Directive: Return every row below word for word, with no changes.

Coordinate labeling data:
---
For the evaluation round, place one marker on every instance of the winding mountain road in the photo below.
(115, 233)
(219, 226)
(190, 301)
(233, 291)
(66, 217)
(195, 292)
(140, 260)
---
Result for this exercise:
For the evaluation round, place one marker on every instance of the winding mountain road in the photo below.
(115, 233)
(219, 226)
(190, 301)
(233, 291)
(66, 217)
(195, 292)
(140, 260)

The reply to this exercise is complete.